In a wide-ranging discussion we covered the work of the Oil and Gas Task Force and security of supply, topics which have been high on the news agenda in recent weeks, and then moved on to this very subject – the balance (or rather the lack of) of women in senior positions in the energy sector.

It did of course produce some wry smiles, as the First Minister looked around the room at a table populated predominantly by middle aged men; but there was no doubting industry’s commitment to address the challenge.

One issue, in my view, is that many teenage girls still do not see the energy sector as a place to build a career. The Scottish Government, with strong support from HIE over the past 15 years, has done tremendous work in increasing the profile of STEM subjects (science, technology, engineering and maths) – yet still 72 percent of pupils who sit Higher physics are boys, with many of the girls who take the topic using it as a route to medicine and veterinary science, rather than a career in industry. At grass roots, we need to continue promoting positive energy career choices to girls and young women in secondary and tertiary education – and Skills Development Scotland of course has this at the top of their agenda.

There is too, perhaps, the misconception that jobs in energy equate to engineering roles, but of course this is not the case. Any business today relies on multi-disciplinary teams and energy is no different, with companies including financial analysts, computer modellers, environmental scientists and geologist, to name just a few relevant disciplines. Indeed the Energy Team in HIE is staffed with economists, geographers, political scientists, European law specialists, as well as the occasional engineer and business analyst, with woman outnumbering men by two to one.

However HIE’s energy gender balance is unusual, so the question the First Minister posed is what can we, as an industry and a country firmly promoting energy as one of our prime motors of economic growth, do to ensure its leadership and workforce is more representative of the population as a whole?

Angela Constance, Scotland’s Cabinet Secretary for Education and Lifelong Learning, has said: “You can’t be what you can’t see” – and we need to get more stories out there of women having interesting and successful careers in renewables, oil and gas. Networking organisations such as WIRES (Women in Renewable Energy in Scotland) already play a vital role in actively promoting positive messages and providing mentors to the new leaders of tomorrow, and this can only be a good thing.

According to Lindsay Leask, vice-chair of WIRES and Senior Policy Manager, Offshore Renewables, at trade body Scottish Renewables, the renewable sector has better gender balance than oil and gas, yet just 26 per cent of Scotland’s renewable energy workforce is female.

“I think we’ve still got a long way to go,” Leask says. “The good news is that the Igniting Change report finds we are looking at an entirely fixable problem.

* WHAT NEEDS TO BE DONE
According to the passage on women in the energy sector, what share of pupils who sit Higher physics are boys?

* GIVEN INFORMATION

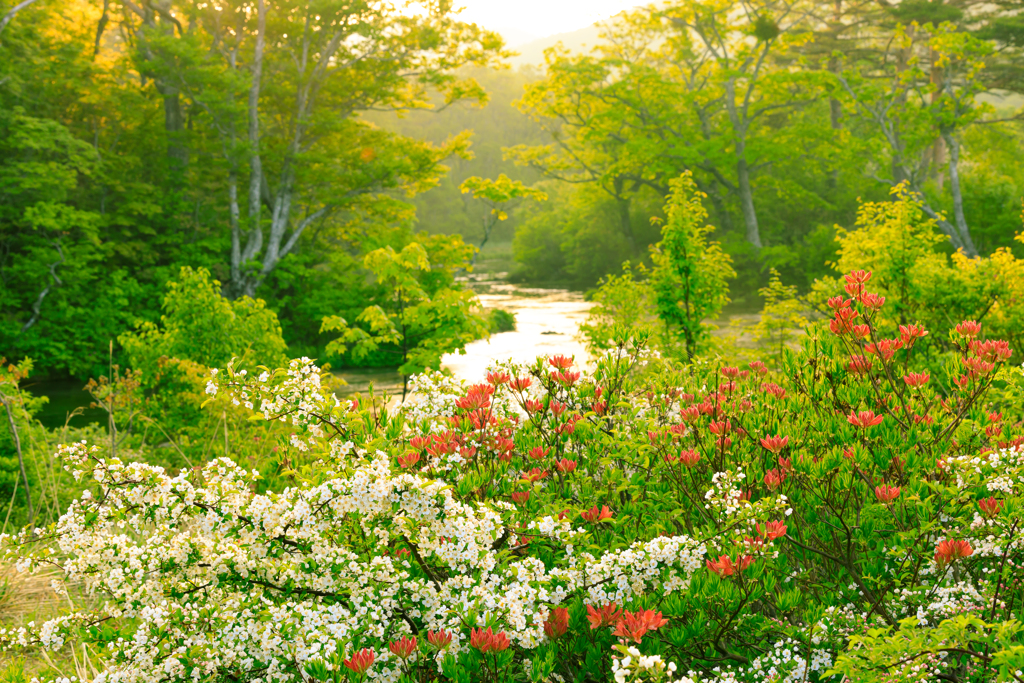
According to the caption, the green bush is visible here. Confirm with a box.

* OUTPUT
72 percent.